◆ **SUPPLIED INFORMATION**
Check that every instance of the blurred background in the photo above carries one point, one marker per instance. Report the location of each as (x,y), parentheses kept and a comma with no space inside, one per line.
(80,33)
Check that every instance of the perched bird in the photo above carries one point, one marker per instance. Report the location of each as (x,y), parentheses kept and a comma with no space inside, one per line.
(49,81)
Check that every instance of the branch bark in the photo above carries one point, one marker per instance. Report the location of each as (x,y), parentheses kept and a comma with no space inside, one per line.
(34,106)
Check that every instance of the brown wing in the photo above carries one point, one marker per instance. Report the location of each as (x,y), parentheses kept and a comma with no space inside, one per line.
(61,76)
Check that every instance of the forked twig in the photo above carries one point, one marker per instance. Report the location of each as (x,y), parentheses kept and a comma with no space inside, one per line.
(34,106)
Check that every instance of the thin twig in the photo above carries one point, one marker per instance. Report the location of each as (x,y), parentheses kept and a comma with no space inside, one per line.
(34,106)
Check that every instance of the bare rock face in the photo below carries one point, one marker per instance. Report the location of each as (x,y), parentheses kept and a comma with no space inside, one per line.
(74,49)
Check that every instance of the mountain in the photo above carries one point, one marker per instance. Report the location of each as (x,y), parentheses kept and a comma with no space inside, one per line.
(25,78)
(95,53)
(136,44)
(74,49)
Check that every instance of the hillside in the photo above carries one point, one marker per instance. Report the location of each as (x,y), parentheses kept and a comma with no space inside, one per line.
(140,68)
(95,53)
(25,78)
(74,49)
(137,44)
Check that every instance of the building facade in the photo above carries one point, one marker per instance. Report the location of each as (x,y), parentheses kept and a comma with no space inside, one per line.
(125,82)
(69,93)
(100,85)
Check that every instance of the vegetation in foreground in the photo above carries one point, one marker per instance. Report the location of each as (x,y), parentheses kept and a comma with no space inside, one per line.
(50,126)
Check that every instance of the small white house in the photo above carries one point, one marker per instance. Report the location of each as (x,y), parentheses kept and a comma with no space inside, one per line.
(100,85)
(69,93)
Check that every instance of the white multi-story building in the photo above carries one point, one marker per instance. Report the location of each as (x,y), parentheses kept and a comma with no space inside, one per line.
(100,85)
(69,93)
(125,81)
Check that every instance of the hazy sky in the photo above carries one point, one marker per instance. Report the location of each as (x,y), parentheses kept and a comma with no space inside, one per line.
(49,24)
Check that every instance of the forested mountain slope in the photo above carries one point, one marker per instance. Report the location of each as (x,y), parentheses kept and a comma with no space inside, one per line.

◆ **WORK TO COMPLETE**
Rescale everything from the line containing "Check that every instance of the hillside" down to the end of the records, both ends included, and give only those lines again, requests and all, with every coordinate in the answers multiplied by 1.15 and rounded to a whole number, halves rounded up. Leave the requests and their format samples unchanged.

◆ **FINAL RESULT**
Check that every instance of the hillside in the photo above carries one point, one marker per instance. Report the location of each as (x,y), parentheses kept and a comma with no space inside, one per line.
(161,78)
(109,61)
(29,90)
(85,56)
(158,51)
Check that every instance of the building facade in the photo above carries one point, one marker per instance. Report the location of each as (x,y), parentheses kept and a comma with no space inside, one per line.
(144,94)
(79,107)
(115,98)
Check that every instance of the vegetation in foreground in the photo above carries one point, one marker per instance. Report the location of each as (x,y), parentheses kept and a comma with no space inside, one per line.
(58,145)
Check that every instance of the small white house in the photo above carries one point, one marker per instance. Report the location of each as (x,y), parentheses kept and a comma with no space inside, one per line.
(115,98)
(79,107)
Check that every instance of the white multi-story building in the photo above carries one point, one marker per instance. Report the location of each as (x,y), parentheses kept and a comma with no space inside, one per line.
(115,98)
(79,107)
(144,93)
Check that every instance of the hazy sky in the photo above carries one point, one marker per instance. Report the location of each as (x,y), parentheses kept and a comma with no space inside, one per line.
(56,28)
Check that every instance of the forested mountain slope in the photo above carries one point, one marker per instance. Report the location of each as (x,y), parentheses kept and a comma with no space inside, one per line.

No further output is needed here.